Aim of the exercise:
Output every record word for word.

Data for this task:
----

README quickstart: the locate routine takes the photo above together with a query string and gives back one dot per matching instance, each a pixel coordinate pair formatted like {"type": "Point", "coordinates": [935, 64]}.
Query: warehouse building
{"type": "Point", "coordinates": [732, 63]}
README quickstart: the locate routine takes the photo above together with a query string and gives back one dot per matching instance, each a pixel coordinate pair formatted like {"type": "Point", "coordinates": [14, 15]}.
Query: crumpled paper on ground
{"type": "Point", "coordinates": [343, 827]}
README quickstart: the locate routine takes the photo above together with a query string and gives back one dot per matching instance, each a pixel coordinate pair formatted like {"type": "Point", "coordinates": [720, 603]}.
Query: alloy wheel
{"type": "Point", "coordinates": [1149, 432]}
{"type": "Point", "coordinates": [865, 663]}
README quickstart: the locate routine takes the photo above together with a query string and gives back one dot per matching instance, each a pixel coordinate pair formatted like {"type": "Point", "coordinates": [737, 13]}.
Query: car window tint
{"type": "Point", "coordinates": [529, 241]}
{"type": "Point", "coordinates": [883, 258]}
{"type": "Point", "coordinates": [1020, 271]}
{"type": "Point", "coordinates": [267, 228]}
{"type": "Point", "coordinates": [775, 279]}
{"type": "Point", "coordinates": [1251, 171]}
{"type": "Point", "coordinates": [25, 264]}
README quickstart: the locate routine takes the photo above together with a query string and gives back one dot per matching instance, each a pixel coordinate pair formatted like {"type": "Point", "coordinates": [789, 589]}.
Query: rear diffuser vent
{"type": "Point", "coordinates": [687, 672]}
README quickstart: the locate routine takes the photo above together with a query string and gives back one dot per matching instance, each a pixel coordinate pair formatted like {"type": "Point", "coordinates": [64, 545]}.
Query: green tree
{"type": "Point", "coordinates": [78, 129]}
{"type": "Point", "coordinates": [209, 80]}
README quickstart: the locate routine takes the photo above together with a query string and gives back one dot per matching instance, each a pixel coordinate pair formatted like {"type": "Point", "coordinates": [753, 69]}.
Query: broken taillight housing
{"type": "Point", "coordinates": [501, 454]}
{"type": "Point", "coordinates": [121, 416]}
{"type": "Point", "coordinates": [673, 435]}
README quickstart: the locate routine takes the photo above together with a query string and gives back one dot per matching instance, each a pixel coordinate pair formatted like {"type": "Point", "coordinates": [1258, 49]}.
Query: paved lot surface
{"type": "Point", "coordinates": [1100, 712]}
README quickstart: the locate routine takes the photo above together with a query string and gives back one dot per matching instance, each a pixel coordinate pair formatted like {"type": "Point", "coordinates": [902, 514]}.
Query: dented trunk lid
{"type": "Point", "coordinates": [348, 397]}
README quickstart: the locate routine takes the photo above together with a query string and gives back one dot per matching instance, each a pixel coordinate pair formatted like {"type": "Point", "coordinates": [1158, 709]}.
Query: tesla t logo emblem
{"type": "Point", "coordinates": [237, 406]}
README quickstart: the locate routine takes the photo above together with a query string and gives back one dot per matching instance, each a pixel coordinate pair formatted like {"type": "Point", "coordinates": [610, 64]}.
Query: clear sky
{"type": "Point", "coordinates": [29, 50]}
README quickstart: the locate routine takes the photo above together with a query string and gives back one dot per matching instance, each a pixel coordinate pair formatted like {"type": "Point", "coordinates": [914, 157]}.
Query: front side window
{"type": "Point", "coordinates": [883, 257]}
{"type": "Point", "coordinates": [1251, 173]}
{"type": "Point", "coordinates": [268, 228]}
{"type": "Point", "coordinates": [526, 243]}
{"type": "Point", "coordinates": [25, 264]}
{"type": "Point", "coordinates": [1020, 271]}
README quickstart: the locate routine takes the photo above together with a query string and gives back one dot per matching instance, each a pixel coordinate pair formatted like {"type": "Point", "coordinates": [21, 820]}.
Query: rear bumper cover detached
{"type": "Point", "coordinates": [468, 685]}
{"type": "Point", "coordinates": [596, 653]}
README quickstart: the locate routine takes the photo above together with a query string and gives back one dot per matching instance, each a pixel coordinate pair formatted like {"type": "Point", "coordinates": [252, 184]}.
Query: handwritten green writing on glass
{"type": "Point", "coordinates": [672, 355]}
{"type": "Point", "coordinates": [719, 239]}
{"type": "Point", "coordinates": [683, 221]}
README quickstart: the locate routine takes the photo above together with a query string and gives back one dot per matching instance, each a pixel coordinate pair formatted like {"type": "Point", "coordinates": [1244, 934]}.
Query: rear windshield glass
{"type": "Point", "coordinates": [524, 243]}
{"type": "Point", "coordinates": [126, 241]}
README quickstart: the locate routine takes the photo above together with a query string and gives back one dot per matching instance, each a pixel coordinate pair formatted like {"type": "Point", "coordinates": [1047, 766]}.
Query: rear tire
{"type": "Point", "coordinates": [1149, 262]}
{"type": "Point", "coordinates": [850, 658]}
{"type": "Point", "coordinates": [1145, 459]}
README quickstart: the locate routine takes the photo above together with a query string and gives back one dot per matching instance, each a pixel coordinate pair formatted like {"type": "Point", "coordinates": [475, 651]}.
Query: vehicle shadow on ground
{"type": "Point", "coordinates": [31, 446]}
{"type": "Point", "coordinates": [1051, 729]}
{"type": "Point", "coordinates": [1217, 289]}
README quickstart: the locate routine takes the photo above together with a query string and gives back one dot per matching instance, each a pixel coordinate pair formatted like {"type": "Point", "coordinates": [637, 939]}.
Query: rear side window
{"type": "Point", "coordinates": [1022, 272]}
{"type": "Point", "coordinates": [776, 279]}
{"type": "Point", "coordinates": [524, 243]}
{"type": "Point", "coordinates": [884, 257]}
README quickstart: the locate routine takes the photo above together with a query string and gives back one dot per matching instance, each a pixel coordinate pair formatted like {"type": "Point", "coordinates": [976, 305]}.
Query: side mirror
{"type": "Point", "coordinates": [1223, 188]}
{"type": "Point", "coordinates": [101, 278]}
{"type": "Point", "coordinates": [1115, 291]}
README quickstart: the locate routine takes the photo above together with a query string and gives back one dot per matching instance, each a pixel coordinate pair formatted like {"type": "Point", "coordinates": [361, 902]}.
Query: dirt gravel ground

----

Right answer:
README quickstart: the locate routine takes the photo above together with a query string and gives back one dot per matching instance, each a pixel coordinate pair formatted like {"type": "Point", "coordinates": [935, 64]}.
Query: warehouse building
{"type": "Point", "coordinates": [732, 63]}
README quickstart: the locate routine takes the photo above together with a query string and gives back one dot per matching instance, each a pixel coordinate pair formatted like {"type": "Point", "coordinates": [14, 15]}.
Query: crumpled paper on ground
{"type": "Point", "coordinates": [343, 827]}
README quickstart: the locate routine takes the photo above together with a query string and gives back one dot per matching instance, each a pixel coordinate pair formatted like {"type": "Point", "coordinates": [720, 603]}.
Query: alloy wheel
{"type": "Point", "coordinates": [1149, 432]}
{"type": "Point", "coordinates": [865, 663]}
README quickstart: the locate routine takes the photo above together with a query string and gives back one dot per matching instance, each a pixel coordinate pair formatted like {"type": "Point", "coordinates": [737, 13]}.
Query: car window tint
{"type": "Point", "coordinates": [529, 241]}
{"type": "Point", "coordinates": [883, 258]}
{"type": "Point", "coordinates": [1020, 271]}
{"type": "Point", "coordinates": [267, 228]}
{"type": "Point", "coordinates": [775, 279]}
{"type": "Point", "coordinates": [1251, 171]}
{"type": "Point", "coordinates": [25, 264]}
README quickstart: the locate routine takes the photo above together with a query string and gives back one dot per matching instance, each a pixel coordinate pair formatted like {"type": "Point", "coordinates": [789, 589]}.
Query: rear diffuser vent
{"type": "Point", "coordinates": [687, 672]}
README quickstart: the locate routine takes the photo above together with a query string and gives back one dot per matching instance, each a pixel coordinate pair formatted like {"type": "Point", "coordinates": [64, 545]}.
Query: green tree
{"type": "Point", "coordinates": [78, 129]}
{"type": "Point", "coordinates": [209, 80]}
README quickstart: the locate routine takes the photo above together with a query string and gives back one dot per matching instance, each a pixel coordinate pair formatted like {"type": "Point", "coordinates": [753, 69]}.
Query: broken taillight housing
{"type": "Point", "coordinates": [501, 454]}
{"type": "Point", "coordinates": [121, 416]}
{"type": "Point", "coordinates": [673, 435]}
README quickstart: the locate routine takes the photo above together with a query string and gives back one dot per matching instance, each a pixel coordinate pair formatted like {"type": "Point", "coordinates": [1258, 49]}.
Query: paved lot surface
{"type": "Point", "coordinates": [1100, 712]}
README quickstart: the locate routine takes the photo above together with a query string and gives back one dot per matching instance, each a pixel coordinate pair formatted like {"type": "Point", "coordinates": [902, 514]}.
Query: dented trunk lid
{"type": "Point", "coordinates": [348, 397]}
README quickstart: the locate routine takes the photo above together with a query string and gives back one dot per matching instance, each a pixel coordinate pair formatted like {"type": "Point", "coordinates": [1158, 709]}.
Query: tesla t logo emblem
{"type": "Point", "coordinates": [237, 406]}
README quickstart: the locate routine takes the photo above together with a query string and gives back one dot per matching instance, each a pixel coordinate pair formatted like {"type": "Point", "coordinates": [610, 64]}.
Query: clear sky
{"type": "Point", "coordinates": [29, 50]}
README quickstart: the locate routine takes the photo above together with a query string and gives back one dot per matching instance, each a pixel coordinate pair formatted like {"type": "Point", "coordinates": [914, 157]}.
Query: front side window
{"type": "Point", "coordinates": [883, 257]}
{"type": "Point", "coordinates": [1251, 173]}
{"type": "Point", "coordinates": [268, 228]}
{"type": "Point", "coordinates": [526, 243]}
{"type": "Point", "coordinates": [25, 264]}
{"type": "Point", "coordinates": [1020, 271]}
README quickstart: the locate routine takes the photo above together with a query string and gives back one dot per matching instance, each a pixel coordinate pair formatted like {"type": "Point", "coordinates": [21, 820]}.
Query: rear bumper cover detached
{"type": "Point", "coordinates": [468, 685]}
{"type": "Point", "coordinates": [596, 653]}
README quickstart: the locate routine takes the photo above together with a query string and gives back one dot per matching instance, each a pixel coordinate pair formatted like {"type": "Point", "coordinates": [252, 184]}.
Query: handwritten green writing on glass
{"type": "Point", "coordinates": [672, 355]}
{"type": "Point", "coordinates": [719, 239]}
{"type": "Point", "coordinates": [683, 221]}
README quickstart: the locate routine takes the photo above together with a query string and gives back one dot per matching instance, each a pixel coordinate pair formatted like {"type": "Point", "coordinates": [1244, 934]}.
Query: rear windshield glass
{"type": "Point", "coordinates": [524, 243]}
{"type": "Point", "coordinates": [126, 241]}
README quickstart: the locate routine takes the photo above together with a query string and gives back one dot per matching instance, each a pixel coordinate pair formatted like {"type": "Point", "coordinates": [1047, 766]}.
Query: rear tire
{"type": "Point", "coordinates": [1149, 262]}
{"type": "Point", "coordinates": [850, 658]}
{"type": "Point", "coordinates": [1145, 459]}
README quickstart: the locate routine takes the photo above together with a query string and gives back one dot per matching instance, each a pixel coordinate pair formatted like {"type": "Point", "coordinates": [475, 651]}.
Query: vehicle shadow on ground
{"type": "Point", "coordinates": [31, 446]}
{"type": "Point", "coordinates": [1051, 729]}
{"type": "Point", "coordinates": [1217, 289]}
README quickstart: the locate routine takes the photo above together with a query string and gives back one dot per matching instance, each a pixel coordinate pair formatted like {"type": "Point", "coordinates": [637, 939]}.
Query: rear side window
{"type": "Point", "coordinates": [1022, 272]}
{"type": "Point", "coordinates": [776, 279]}
{"type": "Point", "coordinates": [524, 243]}
{"type": "Point", "coordinates": [884, 257]}
README quickstart: the locate routine takes the photo above together with a query string and gives back one dot per matching instance, each a pixel coordinate pair formatted like {"type": "Point", "coordinates": [976, 305]}.
Query: side mirror
{"type": "Point", "coordinates": [1223, 188]}
{"type": "Point", "coordinates": [101, 278]}
{"type": "Point", "coordinates": [1115, 291]}
README quickstart: the locate routine takes the photo above together with a query string and gives back one dot per matching instance, each a pixel coordinate pair formatted like {"type": "Point", "coordinates": [361, 902]}.
Query: dirt gravel ground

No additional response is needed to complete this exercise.